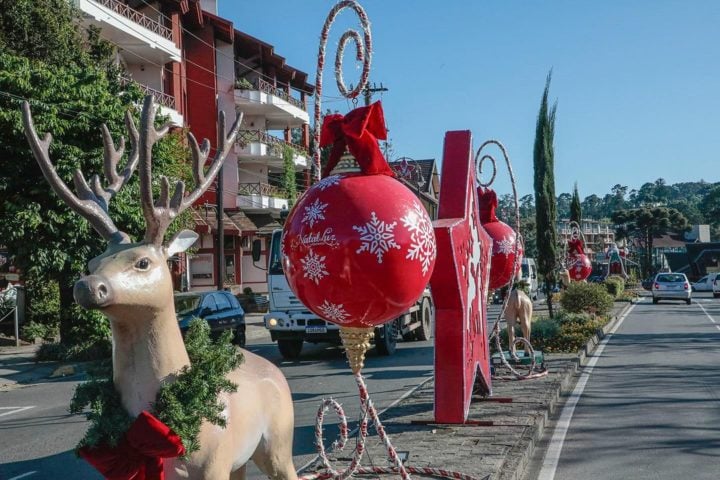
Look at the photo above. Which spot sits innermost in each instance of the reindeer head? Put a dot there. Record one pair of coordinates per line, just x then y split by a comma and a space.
132, 275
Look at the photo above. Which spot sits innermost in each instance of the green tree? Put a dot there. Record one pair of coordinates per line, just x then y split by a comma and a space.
575, 207
545, 207
646, 223
70, 94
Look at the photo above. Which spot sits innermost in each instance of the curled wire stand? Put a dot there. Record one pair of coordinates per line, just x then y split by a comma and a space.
367, 413
531, 373
363, 53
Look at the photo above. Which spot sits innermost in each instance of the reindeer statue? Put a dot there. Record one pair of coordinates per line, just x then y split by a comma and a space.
130, 283
518, 310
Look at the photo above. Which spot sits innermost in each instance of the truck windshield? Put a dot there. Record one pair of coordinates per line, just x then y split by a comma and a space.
275, 263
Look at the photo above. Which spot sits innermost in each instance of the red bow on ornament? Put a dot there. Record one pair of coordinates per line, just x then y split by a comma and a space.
139, 455
487, 200
359, 131
575, 247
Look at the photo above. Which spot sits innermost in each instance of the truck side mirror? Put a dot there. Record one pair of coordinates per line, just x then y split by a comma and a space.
257, 248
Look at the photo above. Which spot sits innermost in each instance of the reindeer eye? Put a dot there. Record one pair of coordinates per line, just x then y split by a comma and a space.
142, 264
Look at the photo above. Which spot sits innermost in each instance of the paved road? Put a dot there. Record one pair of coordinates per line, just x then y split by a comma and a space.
37, 434
651, 406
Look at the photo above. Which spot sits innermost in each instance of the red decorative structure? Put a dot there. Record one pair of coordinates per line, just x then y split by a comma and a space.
578, 263
460, 285
503, 237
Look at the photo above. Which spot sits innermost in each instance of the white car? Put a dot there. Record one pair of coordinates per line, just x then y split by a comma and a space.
672, 286
705, 284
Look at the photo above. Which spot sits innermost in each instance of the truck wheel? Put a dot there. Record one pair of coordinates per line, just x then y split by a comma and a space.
239, 338
424, 331
290, 348
386, 338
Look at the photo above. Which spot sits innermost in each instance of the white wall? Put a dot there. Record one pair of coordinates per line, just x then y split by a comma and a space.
226, 102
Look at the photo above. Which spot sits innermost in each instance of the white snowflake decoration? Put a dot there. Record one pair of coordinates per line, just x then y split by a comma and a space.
327, 182
422, 237
505, 246
377, 237
314, 212
334, 312
314, 267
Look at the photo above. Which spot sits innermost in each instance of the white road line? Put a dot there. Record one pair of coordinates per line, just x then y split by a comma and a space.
552, 457
24, 475
14, 410
707, 314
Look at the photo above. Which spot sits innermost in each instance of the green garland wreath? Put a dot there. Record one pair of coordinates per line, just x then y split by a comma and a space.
181, 405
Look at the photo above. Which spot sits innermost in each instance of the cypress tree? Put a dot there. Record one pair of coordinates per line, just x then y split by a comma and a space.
545, 206
576, 208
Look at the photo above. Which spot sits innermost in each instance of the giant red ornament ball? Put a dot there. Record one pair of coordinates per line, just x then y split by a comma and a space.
358, 248
504, 238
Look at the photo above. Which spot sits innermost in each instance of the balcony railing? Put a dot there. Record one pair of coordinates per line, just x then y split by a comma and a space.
267, 87
250, 136
163, 99
263, 189
137, 17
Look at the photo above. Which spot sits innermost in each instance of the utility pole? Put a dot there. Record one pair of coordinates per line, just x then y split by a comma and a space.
368, 91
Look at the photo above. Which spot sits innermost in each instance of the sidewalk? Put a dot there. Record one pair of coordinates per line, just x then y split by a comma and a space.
499, 451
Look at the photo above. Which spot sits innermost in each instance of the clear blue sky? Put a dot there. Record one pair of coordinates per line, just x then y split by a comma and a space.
637, 82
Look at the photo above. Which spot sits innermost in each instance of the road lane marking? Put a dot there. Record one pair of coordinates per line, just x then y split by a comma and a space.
552, 457
707, 314
24, 475
14, 410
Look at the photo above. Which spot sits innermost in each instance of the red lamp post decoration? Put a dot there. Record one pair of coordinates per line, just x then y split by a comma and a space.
578, 263
359, 248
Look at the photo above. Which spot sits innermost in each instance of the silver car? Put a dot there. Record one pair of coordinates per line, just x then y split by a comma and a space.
671, 286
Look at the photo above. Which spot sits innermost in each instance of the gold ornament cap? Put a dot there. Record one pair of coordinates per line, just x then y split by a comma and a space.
356, 342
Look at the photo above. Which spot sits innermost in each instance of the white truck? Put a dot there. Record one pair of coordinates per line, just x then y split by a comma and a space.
291, 324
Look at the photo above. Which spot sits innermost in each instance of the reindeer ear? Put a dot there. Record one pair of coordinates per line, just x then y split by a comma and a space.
182, 240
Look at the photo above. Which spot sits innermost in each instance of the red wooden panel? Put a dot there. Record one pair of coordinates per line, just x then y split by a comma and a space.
459, 285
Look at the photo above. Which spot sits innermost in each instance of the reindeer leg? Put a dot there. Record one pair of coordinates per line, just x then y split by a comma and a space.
239, 474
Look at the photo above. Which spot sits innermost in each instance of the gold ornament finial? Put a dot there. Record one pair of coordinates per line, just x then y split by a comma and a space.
356, 342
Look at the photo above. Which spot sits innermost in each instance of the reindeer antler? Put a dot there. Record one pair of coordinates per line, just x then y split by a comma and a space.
92, 201
158, 215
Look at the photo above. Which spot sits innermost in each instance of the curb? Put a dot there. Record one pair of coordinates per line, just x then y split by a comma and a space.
566, 384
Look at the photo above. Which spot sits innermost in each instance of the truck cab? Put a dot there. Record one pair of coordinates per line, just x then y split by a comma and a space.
291, 323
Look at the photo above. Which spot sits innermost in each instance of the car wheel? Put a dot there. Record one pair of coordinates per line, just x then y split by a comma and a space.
239, 338
386, 338
290, 348
425, 329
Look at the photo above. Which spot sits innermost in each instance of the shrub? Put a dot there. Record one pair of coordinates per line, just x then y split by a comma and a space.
586, 297
615, 285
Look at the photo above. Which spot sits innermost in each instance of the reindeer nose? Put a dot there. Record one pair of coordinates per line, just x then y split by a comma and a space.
92, 292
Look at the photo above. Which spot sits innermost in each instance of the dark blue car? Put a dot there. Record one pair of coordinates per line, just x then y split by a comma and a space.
220, 309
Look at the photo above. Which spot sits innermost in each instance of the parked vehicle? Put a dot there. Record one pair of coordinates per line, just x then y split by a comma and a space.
220, 309
528, 274
671, 286
705, 284
291, 323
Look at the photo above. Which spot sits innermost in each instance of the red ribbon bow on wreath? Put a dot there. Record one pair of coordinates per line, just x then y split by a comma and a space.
139, 455
359, 131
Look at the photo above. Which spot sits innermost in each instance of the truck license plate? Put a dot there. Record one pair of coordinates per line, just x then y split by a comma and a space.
315, 329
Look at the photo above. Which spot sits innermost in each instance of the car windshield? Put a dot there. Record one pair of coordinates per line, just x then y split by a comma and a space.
185, 304
671, 278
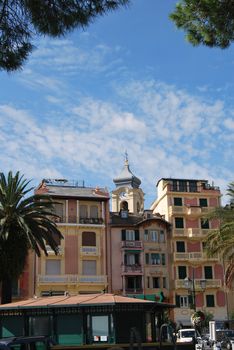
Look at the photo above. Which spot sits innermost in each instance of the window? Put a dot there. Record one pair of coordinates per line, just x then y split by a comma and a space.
94, 212
174, 185
146, 235
131, 259
89, 267
132, 235
210, 300
156, 282
179, 222
182, 272
155, 259
15, 287
203, 246
162, 237
203, 202
147, 258
100, 328
83, 211
53, 267
178, 201
208, 272
182, 186
134, 283
59, 209
184, 301
154, 235
180, 247
89, 239
205, 224
192, 186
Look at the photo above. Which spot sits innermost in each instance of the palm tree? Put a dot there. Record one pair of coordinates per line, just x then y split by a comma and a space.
221, 241
25, 223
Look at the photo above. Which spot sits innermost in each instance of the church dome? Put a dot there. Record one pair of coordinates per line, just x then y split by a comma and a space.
127, 178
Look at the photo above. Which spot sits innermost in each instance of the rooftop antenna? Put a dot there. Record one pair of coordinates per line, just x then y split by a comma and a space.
126, 157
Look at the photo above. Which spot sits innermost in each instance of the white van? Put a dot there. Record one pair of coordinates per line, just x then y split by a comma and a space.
186, 335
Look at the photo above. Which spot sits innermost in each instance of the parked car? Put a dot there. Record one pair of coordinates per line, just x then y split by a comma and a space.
186, 335
26, 343
226, 338
206, 341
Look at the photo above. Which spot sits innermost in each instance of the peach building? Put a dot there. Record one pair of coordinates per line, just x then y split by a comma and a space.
184, 203
138, 243
81, 265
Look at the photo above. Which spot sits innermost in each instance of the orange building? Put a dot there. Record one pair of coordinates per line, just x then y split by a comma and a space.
197, 281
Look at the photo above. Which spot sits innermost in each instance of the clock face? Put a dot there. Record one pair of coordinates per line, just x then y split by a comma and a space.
123, 194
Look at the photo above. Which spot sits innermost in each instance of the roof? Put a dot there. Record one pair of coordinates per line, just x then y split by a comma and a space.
64, 188
127, 178
134, 220
179, 179
80, 300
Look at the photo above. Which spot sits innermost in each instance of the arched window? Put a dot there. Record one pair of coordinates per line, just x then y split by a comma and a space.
124, 205
83, 212
94, 212
89, 239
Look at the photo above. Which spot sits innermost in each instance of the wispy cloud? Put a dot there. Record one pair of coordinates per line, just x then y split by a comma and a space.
167, 131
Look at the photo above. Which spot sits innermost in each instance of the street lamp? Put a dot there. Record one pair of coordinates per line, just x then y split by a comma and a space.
189, 284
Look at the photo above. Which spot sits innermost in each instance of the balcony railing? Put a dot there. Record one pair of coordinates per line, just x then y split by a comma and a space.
71, 279
194, 256
76, 220
190, 232
174, 209
132, 269
94, 251
210, 283
131, 244
193, 210
134, 290
51, 252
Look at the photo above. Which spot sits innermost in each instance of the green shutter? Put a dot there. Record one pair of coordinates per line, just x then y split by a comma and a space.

───

**What is required**
Starting at the line that contains "of the wispy", print every line through the end of the listing, word for word. Leave out all the rest.

**Result of the exercise**
Look at the photo above. Which spot sits innermost in each instance of the wispy cloud? Put a dot there. Record one pair of coordinates per line, just x then y split by a comma and a space.
167, 131
Look at the photo above. Which spot sits innermost in each instance of the street lamp? Put a dot there. Record one pair of coordinates per line, just x then y split by a comma and a space.
189, 284
Look at the photo above. Which spot sits innermost in each instance of the balcony railing? Put a dot there. Record one pair of coordinates per line, just x then y split by a comma and a space.
71, 279
194, 256
76, 220
190, 232
174, 209
132, 269
94, 251
210, 283
131, 244
193, 210
134, 290
51, 252
Look at the photo above. Which spot sits innermost in each instance of the green shutter? Put a dot there. Record one pair of coordinates per line, just x then y split by a comma and a space.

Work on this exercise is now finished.